YOUR TASK:
Say how many lines in the records hold "negative". Nothing but the number should be given.

### SOURCE DATA ###

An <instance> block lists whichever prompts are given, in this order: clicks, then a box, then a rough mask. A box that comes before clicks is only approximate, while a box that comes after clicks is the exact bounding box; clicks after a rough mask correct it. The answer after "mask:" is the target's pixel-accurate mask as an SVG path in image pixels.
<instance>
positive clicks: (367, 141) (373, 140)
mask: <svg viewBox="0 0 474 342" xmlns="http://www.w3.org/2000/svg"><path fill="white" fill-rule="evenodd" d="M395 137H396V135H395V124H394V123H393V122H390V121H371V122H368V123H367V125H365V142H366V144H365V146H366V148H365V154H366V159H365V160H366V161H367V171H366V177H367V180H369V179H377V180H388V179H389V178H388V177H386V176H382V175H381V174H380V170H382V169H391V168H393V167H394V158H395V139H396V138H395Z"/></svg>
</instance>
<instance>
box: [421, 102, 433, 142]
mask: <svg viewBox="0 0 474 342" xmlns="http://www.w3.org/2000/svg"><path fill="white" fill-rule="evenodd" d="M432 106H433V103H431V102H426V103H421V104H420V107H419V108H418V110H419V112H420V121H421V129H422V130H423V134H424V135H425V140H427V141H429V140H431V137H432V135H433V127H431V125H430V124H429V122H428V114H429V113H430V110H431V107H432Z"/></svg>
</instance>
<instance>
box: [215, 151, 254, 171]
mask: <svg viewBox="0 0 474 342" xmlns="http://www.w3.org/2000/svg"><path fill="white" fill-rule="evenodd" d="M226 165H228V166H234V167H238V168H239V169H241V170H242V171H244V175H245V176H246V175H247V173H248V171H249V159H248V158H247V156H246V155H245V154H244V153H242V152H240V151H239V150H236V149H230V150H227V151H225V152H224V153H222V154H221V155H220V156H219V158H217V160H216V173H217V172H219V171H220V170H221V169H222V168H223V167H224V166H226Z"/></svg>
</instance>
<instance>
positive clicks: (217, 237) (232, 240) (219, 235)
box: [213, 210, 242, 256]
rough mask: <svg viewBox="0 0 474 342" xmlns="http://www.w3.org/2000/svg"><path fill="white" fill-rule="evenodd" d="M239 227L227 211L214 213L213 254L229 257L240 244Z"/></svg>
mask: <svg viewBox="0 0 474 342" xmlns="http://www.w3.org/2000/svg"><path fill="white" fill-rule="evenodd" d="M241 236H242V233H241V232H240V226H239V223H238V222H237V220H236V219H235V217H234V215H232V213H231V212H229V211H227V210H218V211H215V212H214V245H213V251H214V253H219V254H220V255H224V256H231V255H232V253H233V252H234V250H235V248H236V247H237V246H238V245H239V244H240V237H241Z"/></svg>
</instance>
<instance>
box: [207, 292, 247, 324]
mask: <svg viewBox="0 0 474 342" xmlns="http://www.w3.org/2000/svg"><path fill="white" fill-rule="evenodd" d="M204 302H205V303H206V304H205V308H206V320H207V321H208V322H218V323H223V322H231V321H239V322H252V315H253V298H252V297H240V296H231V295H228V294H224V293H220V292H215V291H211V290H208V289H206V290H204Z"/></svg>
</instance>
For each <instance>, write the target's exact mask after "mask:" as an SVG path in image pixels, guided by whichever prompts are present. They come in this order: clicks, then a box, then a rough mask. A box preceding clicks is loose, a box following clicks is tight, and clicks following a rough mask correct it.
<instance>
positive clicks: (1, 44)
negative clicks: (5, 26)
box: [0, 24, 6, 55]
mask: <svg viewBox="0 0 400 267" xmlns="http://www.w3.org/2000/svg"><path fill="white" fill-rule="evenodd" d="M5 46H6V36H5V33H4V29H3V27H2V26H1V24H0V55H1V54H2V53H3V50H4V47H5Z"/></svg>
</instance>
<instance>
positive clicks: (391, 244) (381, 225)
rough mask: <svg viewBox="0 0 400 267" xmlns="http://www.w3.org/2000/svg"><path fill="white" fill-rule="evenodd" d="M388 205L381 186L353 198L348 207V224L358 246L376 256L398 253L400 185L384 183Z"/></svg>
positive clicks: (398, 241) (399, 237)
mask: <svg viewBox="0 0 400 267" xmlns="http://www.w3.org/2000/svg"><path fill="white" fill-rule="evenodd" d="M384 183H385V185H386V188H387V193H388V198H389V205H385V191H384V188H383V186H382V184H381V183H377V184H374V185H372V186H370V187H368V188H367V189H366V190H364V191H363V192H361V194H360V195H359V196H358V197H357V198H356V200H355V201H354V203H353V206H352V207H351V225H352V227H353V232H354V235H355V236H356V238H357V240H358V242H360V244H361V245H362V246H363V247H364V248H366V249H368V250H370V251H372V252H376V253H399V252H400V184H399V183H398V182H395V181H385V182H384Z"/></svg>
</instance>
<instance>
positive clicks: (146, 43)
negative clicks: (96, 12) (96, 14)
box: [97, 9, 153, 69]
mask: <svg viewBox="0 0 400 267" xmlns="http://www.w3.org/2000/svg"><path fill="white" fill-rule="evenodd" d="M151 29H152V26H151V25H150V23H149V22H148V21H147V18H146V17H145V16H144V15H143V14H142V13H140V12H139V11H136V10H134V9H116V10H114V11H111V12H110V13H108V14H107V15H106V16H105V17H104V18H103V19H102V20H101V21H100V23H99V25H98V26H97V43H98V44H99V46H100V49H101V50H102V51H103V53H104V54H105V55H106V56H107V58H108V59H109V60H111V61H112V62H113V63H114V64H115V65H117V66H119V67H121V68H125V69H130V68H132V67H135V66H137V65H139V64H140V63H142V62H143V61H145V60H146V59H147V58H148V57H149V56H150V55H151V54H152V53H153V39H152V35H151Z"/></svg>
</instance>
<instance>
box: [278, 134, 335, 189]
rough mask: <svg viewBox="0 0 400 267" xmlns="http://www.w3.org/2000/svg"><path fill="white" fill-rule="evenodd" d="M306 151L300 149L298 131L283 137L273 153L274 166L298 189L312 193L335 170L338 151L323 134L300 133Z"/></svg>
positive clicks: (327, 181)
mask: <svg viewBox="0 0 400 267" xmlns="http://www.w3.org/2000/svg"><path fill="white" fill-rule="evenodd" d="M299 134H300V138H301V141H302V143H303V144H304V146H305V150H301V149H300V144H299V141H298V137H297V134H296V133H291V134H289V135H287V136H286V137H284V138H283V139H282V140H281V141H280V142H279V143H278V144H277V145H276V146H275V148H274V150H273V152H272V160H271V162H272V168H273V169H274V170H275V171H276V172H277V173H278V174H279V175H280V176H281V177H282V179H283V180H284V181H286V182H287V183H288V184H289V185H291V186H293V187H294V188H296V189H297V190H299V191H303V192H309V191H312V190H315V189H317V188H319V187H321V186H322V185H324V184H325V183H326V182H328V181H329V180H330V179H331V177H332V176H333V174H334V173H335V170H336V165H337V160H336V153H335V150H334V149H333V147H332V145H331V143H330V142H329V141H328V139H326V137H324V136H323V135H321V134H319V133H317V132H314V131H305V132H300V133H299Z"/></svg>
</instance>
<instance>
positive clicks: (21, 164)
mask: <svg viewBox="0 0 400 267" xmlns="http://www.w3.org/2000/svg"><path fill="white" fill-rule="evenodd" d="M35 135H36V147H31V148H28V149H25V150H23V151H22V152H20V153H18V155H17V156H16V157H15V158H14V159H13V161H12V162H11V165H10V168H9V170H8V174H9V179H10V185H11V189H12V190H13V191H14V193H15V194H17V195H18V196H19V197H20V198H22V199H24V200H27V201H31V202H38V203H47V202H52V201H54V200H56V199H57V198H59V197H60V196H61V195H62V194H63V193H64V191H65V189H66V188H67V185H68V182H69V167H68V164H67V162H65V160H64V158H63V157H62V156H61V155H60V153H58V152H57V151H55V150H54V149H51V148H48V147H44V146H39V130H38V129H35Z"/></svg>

###

RESPONSE TO THE TASK:
2